## QUESTIONS ON THE MATERIAL
1. In the Octavia thread, which option, added in Mitaka, makes new balancers get created with the latest properly tagged image?
2. Reproduce the part of the Octavia thread starting with "We’re adding a" and going on through "don’t support them.".
3. Using the Octavia thread, explain why doug would not personally recommend the alternative approach, even though he has no problem documenting it.

##### TEXT SEGMENT

> On Jun 30, 2016, at 7:15 AM, Ihar Hrachyshka <[email protected]> wrote:
> 
>> 
>> On 30 Jun 2016, at 01:16, Brandon Logan <[email protected]> wrote:
>> 
>> Hi Ihar, thanks for starting this discussion.  Comments in-line.
>> 
>> After writing my comments in line, I might now realize that you're just
>> talking about documenting  a way for a user to do this, and not have
>> Octavia handle it at all.  If that's the case I apologize for my reading
>> comprehension, but I'll keep my comments in case I'm wrong.  My brain is
>> not working well today, sorry :(
> 
> Right. All the mechanisms needed to apply the approach are already in place 
> in both Octavia and Neutron as of Mitaka. The question is mostly about 
> whether the team behind the project may endorse the alternative approach in 
> addition to whatever is in the implementation in regards to failovers by 
> giving space to describe it in the official docs. I don’t suggest that the 
> approach is the sole documented, or that octavia team need to implement 
> anything. [That said, it may be wise to look at providing some smart scripts 
> on top of neutron/octavia API that would realize the approach without putting 
> the burden of multiple API calls onto users.]

I don’t have a problem documenting it, but I also wouldn’t personally want to 
recommend it.

We’re adding a layer of NAT, which has performance and HA implications of its 
own.

We’re adding FIPs, when the neutron advice for “simple nova-net like 
deployment” is provider nets and linuxbridge, which don’t support them.

Thanks,
doug


> 
>> 
>> Thanks,
>> Brandon
>> 
>> On Wed, 2016-06-29 at 18:14 +0200, Ihar Hrachyshka wrote:
>>> Hi all,
>>> 
>>> I was looking lately at upgrades for octavia images. This includes using 
>>> new images for new loadbalancers, as well as for existing balancers.
>>> 
>>> For the first problem, the amp_image_tag option that I added in Mitaka 
>>> seems to do the job: all new balancers are created with the latest image 
>>> that is tagged properly.
>>> 
>>> As for balancers that already exist, the only way to get them use a new 
>>> image is to trigger an instance failure, that should rebuild failed nova 
>>> instance, using the new image. AFAIU the failover process is not currently 
>>> automated, requiring from the user to set the corresponding port to DOWN 
>>> and waiting for failover to be detected. I’ve heard there are plans to 
>>> introduce a specific command to trigger a quick-failover, that would 
>>> streamline the process and reduce the time needed for the process because 
>>> the failover would be immediately detected and processed instead of waiting 
>>> for keepalived failure mode to occur. Is it on the horizon? Patches to 
>>> review?

##########
##### SUPPLIED MATERIAL

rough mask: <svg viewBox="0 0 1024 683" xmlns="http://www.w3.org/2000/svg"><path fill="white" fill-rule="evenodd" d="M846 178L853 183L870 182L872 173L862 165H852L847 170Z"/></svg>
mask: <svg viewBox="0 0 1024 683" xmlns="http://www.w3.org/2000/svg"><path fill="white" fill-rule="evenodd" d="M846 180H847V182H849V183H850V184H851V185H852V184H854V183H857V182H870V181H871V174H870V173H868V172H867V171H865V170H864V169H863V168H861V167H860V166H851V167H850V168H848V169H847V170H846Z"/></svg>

##########

## SOLVED TASKS
1. The amp_image_tag option.

2.
We’re adding a layer of NAT, which has performance and HA implications of its 
own.

We’re adding FIPs, when the neutron advice for “simple nova-net like 
deployment” is provider nets and linuxbridge, which don’t support them.

3. The approach adds a layer of NAT, which has performance and HA implications of its own. It also adds FIPs, but Neutron's advice for a "simple nova-net like deployment" is provider nets and linuxbridge, which don't support them.